**EXERCISE INSTRUCTIONS:**
Reproduce the records below word for word, leaving out the pictures.

**INFORMATION SUPPLIED:**
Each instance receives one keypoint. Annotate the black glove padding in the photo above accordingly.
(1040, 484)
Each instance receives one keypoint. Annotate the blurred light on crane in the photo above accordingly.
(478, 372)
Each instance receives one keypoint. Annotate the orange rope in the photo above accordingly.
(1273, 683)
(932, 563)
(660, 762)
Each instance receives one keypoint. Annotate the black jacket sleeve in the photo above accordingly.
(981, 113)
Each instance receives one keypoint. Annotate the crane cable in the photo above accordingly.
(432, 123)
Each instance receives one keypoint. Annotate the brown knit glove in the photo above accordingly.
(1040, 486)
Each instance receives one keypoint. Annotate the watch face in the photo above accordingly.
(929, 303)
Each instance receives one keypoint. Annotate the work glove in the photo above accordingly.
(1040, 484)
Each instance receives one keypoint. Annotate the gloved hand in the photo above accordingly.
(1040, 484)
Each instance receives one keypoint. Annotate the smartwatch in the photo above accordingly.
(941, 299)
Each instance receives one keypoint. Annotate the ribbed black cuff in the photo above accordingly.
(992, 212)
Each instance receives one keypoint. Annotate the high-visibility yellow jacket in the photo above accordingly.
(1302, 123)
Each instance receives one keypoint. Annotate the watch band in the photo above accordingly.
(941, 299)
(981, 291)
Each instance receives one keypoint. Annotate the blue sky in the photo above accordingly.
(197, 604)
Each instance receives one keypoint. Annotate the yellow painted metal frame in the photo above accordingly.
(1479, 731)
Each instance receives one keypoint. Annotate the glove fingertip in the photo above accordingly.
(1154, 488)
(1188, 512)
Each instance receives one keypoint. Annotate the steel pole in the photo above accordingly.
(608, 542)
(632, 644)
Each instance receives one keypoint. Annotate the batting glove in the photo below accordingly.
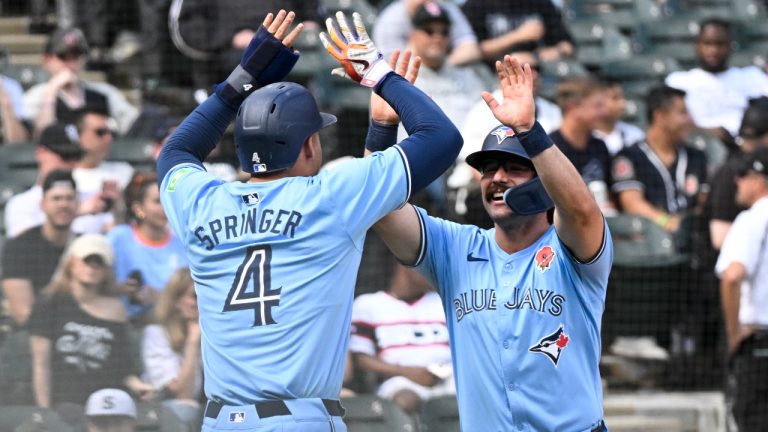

**SOLUTION FOR THIS EXERCISE:**
Each instance receives one keypoint. Annotate the black glove padding in the photo above accordingly.
(1040, 484)
Each instance receives one keypoint. Annotate the blurred light on crane in the photo above accordingly.
(478, 372)
Each instance receives one keypoint. Annotate the orange rope in the photo above accordingly.
(1273, 683)
(932, 563)
(660, 762)
Each instance receives one keypoint. Annotate the black jacket sleeve in the photo above accordingly.
(981, 113)
Each instance receives one keypoint. Annotate the crane cable in the photo above accordingly.
(432, 123)
Each instance receives one keypoint. Annotate the brown knit glove in the photo above accordingly.
(1040, 486)
Each instance receives one keypoint. Annotate the watch face in the photo above accordingly.
(929, 303)
Each instance receives one keypoint. Annotate the work glove in the photo above accordingly.
(1040, 484)
Each instance receives one keypoint. Annotate the gloved hand in the photo above accordingly.
(1040, 484)
Each instance receives one keypoint. Annotate the smartwatch in the photo above accordingly.
(941, 299)
Each instance receives one keypoint. Annotate the ribbed black cuff in the photo above accordingly.
(992, 212)
Each instance receives one keypoint. Annotate the high-visibility yellow jacket in the photo above accordingly.
(1302, 123)
Each instance receives one keypoint. Annotate the watch band in the photo above accordingly.
(941, 299)
(981, 291)
Each instance receives one keypoint. Annotate the blue sky in the photo above accordingly.
(197, 604)
Each instance receives one keypoint. Annotate the yellow painted metal frame in the photo above accordingly.
(1479, 731)
Each instance receives one keypoint. Annotate the glove fingertip in the photo above accordingly.
(1154, 488)
(1188, 512)
Each instance receives one keypoint. Annotate the steel pole in the photo above accordingly.
(608, 542)
(632, 644)
Each instance receives one keypoint. Annotate the batting glove in the photo below accordingly.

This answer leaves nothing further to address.